Material supplied ▸
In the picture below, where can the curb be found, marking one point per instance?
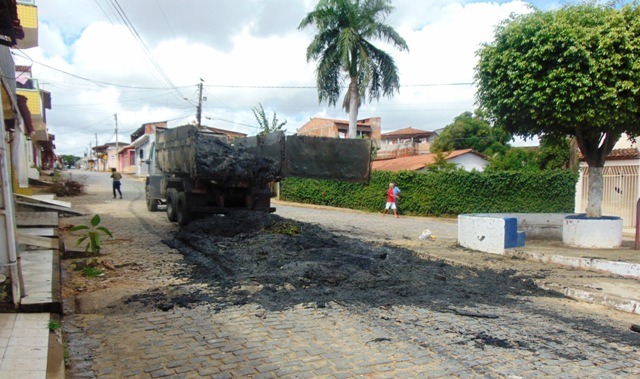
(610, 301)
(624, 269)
* * *
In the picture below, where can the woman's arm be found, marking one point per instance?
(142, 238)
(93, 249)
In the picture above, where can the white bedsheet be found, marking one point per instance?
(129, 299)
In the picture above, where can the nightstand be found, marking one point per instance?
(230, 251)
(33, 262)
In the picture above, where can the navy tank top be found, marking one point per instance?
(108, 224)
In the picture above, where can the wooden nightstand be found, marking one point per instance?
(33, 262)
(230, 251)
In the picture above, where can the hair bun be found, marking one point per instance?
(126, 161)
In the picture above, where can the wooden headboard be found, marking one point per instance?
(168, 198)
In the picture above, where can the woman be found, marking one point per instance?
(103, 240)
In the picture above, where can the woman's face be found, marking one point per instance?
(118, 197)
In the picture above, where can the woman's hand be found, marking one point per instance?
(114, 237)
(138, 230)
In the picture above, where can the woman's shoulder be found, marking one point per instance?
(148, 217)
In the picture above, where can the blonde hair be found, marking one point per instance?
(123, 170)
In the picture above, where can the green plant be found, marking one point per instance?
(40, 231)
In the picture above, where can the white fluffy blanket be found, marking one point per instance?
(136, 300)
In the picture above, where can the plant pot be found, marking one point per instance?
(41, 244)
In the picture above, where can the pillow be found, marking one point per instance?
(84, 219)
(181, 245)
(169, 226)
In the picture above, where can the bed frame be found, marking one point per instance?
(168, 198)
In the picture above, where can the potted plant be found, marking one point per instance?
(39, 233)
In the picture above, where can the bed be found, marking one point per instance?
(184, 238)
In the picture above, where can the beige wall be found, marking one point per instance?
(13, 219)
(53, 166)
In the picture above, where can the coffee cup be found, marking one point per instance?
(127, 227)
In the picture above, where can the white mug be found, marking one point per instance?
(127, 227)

Work to complete ▸ Keep only the lines above that contain the word "plant", and copy each of them out unchanged.

Response ▸
In the picture above, where can the green plant be found, marking one point per instance?
In the picture above, where can the plant pot be found, marking one point per instance?
In the picture above, where can the potted plant be found, marking one point per instance?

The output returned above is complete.